* WHAT THIS TASK INVOLVES *
Each entry needs to be reproduced exactly, with none left out.
BEGIN SUPPLIED ENTRIES
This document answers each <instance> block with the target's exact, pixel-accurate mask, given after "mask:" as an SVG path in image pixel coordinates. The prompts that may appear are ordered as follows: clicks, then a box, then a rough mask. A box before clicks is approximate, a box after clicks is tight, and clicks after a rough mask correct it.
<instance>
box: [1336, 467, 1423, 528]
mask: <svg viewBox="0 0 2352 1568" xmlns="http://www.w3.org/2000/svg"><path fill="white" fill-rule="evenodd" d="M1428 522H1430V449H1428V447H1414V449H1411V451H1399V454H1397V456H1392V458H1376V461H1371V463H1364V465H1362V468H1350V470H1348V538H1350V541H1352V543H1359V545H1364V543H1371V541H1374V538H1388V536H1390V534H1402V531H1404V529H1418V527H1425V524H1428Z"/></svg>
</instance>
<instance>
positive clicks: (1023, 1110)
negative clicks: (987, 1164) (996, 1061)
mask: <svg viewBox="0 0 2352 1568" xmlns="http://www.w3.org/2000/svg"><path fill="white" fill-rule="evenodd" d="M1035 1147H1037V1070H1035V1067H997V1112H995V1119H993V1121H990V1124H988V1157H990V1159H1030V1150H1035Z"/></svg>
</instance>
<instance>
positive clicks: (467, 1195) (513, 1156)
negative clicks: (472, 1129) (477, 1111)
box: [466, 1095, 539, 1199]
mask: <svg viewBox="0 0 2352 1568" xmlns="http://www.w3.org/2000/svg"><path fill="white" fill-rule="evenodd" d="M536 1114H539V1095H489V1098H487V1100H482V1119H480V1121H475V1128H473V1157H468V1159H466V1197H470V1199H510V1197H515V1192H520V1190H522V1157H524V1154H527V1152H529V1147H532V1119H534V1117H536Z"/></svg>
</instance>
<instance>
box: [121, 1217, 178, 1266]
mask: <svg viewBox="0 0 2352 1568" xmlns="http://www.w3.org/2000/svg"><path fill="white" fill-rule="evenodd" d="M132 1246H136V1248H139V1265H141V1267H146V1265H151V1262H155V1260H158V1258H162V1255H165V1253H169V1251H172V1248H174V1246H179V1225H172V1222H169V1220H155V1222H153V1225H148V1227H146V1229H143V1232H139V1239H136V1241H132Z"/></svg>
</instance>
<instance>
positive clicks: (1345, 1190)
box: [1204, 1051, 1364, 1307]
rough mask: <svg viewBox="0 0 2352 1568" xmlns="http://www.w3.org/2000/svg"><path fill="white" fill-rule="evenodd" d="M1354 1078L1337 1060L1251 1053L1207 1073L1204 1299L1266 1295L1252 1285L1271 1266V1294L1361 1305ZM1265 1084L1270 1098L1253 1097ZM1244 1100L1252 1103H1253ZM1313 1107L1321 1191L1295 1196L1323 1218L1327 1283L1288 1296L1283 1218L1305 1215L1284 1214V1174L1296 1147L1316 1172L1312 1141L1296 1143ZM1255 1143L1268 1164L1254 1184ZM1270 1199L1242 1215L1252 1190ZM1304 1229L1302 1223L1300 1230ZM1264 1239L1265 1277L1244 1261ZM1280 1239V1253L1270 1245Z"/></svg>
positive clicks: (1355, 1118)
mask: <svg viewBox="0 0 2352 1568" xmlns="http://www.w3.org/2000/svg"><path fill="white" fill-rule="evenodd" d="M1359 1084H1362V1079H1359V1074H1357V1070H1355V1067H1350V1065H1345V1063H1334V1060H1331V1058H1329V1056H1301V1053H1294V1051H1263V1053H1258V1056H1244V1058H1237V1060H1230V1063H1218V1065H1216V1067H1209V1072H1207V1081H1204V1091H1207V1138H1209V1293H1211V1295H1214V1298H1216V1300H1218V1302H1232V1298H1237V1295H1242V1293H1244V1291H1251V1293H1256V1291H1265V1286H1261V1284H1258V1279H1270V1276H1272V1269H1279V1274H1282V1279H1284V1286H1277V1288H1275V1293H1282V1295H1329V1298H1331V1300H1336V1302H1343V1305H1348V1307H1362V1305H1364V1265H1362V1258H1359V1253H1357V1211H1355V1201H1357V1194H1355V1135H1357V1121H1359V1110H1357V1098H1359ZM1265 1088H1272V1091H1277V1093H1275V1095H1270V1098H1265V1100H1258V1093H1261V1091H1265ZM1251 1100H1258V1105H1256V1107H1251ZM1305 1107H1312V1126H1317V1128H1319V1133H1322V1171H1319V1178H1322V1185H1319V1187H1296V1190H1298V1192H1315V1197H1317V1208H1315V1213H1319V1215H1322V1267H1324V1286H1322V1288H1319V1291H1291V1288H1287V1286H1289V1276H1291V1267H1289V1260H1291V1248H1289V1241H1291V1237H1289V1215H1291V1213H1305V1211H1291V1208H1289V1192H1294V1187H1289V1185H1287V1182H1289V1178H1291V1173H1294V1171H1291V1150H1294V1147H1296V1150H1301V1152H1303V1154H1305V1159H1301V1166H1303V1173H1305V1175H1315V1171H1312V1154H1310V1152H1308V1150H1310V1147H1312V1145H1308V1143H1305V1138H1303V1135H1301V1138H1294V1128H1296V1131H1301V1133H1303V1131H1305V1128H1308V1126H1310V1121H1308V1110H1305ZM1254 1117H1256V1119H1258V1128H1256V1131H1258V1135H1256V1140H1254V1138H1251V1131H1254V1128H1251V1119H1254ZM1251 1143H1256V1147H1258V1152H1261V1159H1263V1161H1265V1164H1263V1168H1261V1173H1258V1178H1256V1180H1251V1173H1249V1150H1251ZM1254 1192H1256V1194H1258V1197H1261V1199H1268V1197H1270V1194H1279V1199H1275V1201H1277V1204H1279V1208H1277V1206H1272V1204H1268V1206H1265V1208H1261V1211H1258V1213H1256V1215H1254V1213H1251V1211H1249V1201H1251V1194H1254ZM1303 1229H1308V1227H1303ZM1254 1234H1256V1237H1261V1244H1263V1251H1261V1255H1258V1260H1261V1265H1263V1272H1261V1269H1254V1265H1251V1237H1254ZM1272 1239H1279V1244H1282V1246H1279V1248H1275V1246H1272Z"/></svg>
END SUPPLIED ENTRIES
* SOLUTION *
This document answers each <instance> block with the target's exact, pixel-accurate mask, given after "mask:" as an SVG path in image pixel coordinates. The prompts that may appear are ordered as follows: clicks, then a box, then a rough mask. A box before clicks is approximate, a box after clicks is tight, and clicks after a rough mask correct it.
<instance>
box: [1336, 467, 1423, 528]
mask: <svg viewBox="0 0 2352 1568" xmlns="http://www.w3.org/2000/svg"><path fill="white" fill-rule="evenodd" d="M1428 522H1430V449H1428V447H1414V449H1411V451H1399V454H1397V456H1392V458H1376V461H1371V463H1364V465H1362V468H1350V470H1348V538H1350V541H1352V543H1359V545H1364V543H1371V541H1374V538H1388V536H1390V534H1402V531H1404V529H1418V527H1425V524H1428Z"/></svg>
</instance>
<instance>
positive clicks: (1023, 1110)
negative clicks: (987, 1164) (996, 1061)
mask: <svg viewBox="0 0 2352 1568" xmlns="http://www.w3.org/2000/svg"><path fill="white" fill-rule="evenodd" d="M1035 1147H1037V1070H1035V1067H997V1112H995V1119H993V1121H990V1124H988V1157H990V1159H1030V1150H1035Z"/></svg>
</instance>
<instance>
positive clicks: (467, 1195) (513, 1156)
negative clicks: (472, 1129) (477, 1111)
box: [466, 1095, 539, 1199]
mask: <svg viewBox="0 0 2352 1568" xmlns="http://www.w3.org/2000/svg"><path fill="white" fill-rule="evenodd" d="M536 1114H539V1095H489V1098H487V1100H482V1119H480V1121H475V1128H473V1157H468V1159H466V1197H470V1199H510V1197H515V1192H520V1190H522V1157H524V1154H527V1152H529V1147H532V1119H534V1117H536Z"/></svg>
</instance>
<instance>
box: [121, 1217, 178, 1266]
mask: <svg viewBox="0 0 2352 1568" xmlns="http://www.w3.org/2000/svg"><path fill="white" fill-rule="evenodd" d="M132 1246H136V1248H139V1265H141V1267H146V1265H151V1262H155V1260H158V1258H162V1255H165V1253H169V1251H172V1248H174V1246H179V1225H172V1222H169V1220H155V1222H153V1225H148V1227H146V1229H143V1232H139V1239H136V1241H132Z"/></svg>
</instance>
<instance>
positive clicks: (1345, 1190)
box: [1204, 1051, 1364, 1307]
rough mask: <svg viewBox="0 0 2352 1568" xmlns="http://www.w3.org/2000/svg"><path fill="white" fill-rule="evenodd" d="M1354 1078L1337 1060L1251 1053L1207 1073L1204 1299L1266 1295L1252 1285L1271 1266V1294L1361 1305ZM1265 1084L1270 1098L1253 1097ZM1244 1100L1252 1103H1253ZM1313 1107L1321 1191L1295 1196L1323 1218L1327 1283L1288 1296L1283 1218L1305 1215L1284 1214V1174L1296 1147L1316 1172L1312 1141L1296 1143ZM1255 1143L1268 1164L1254 1184ZM1270 1199L1242 1215L1252 1190ZM1304 1229L1302 1223L1300 1230ZM1264 1239L1265 1277L1244 1261ZM1280 1239V1253L1270 1245Z"/></svg>
positive clicks: (1355, 1118)
mask: <svg viewBox="0 0 2352 1568" xmlns="http://www.w3.org/2000/svg"><path fill="white" fill-rule="evenodd" d="M1359 1084H1362V1079H1359V1074H1357V1070H1355V1067H1350V1065H1345V1063H1334V1060H1331V1058H1329V1056H1301V1053H1294V1051H1263V1053H1258V1056H1244V1058H1237V1060H1230V1063H1218V1065H1216V1067H1209V1072H1207V1081H1204V1091H1207V1138H1209V1293H1211V1295H1214V1298H1216V1300H1218V1302H1232V1298H1237V1295H1242V1293H1244V1291H1251V1293H1256V1291H1265V1286H1261V1284H1258V1279H1270V1276H1272V1269H1279V1274H1282V1279H1284V1286H1277V1288H1275V1293H1282V1295H1329V1298H1331V1300H1336V1302H1343V1305H1348V1307H1362V1305H1364V1265H1362V1258H1359V1253H1357V1211H1355V1201H1357V1194H1355V1135H1357V1121H1359V1110H1357V1098H1359ZM1265 1088H1272V1091H1277V1093H1275V1095H1270V1098H1265V1100H1258V1093H1261V1091H1265ZM1251 1100H1258V1105H1256V1107H1251ZM1305 1107H1312V1126H1317V1128H1319V1133H1322V1171H1319V1178H1322V1185H1319V1187H1296V1190H1298V1192H1315V1197H1317V1208H1315V1213H1319V1215H1322V1267H1324V1286H1322V1288H1319V1291H1291V1288H1287V1286H1289V1276H1291V1267H1289V1260H1291V1248H1289V1241H1291V1237H1289V1215H1291V1213H1305V1211H1291V1208H1289V1192H1294V1187H1289V1185H1287V1182H1289V1178H1291V1173H1294V1171H1291V1150H1294V1147H1296V1150H1301V1152H1303V1154H1305V1159H1301V1166H1303V1173H1305V1175H1315V1171H1312V1154H1310V1152H1308V1150H1310V1147H1312V1145H1308V1143H1305V1138H1303V1135H1301V1138H1294V1128H1296V1131H1301V1133H1303V1131H1305V1128H1308V1126H1310V1121H1308V1110H1305ZM1254 1117H1256V1119H1258V1128H1256V1131H1258V1135H1256V1140H1254V1138H1251V1131H1254V1128H1251V1119H1254ZM1251 1143H1256V1147H1258V1152H1261V1159H1263V1161H1265V1164H1263V1168H1261V1173H1258V1178H1256V1180H1251V1173H1249V1150H1251ZM1254 1192H1256V1194H1258V1197H1261V1199H1268V1197H1270V1194H1279V1199H1275V1201H1277V1204H1279V1208H1277V1206H1272V1204H1268V1206H1265V1208H1261V1211H1258V1213H1256V1215H1254V1213H1251V1211H1249V1201H1251V1194H1254ZM1303 1229H1308V1227H1303ZM1254 1234H1256V1237H1261V1244H1263V1251H1261V1255H1258V1260H1261V1265H1263V1272H1261V1269H1254V1265H1251V1237H1254ZM1272 1239H1279V1244H1282V1246H1279V1248H1275V1246H1272Z"/></svg>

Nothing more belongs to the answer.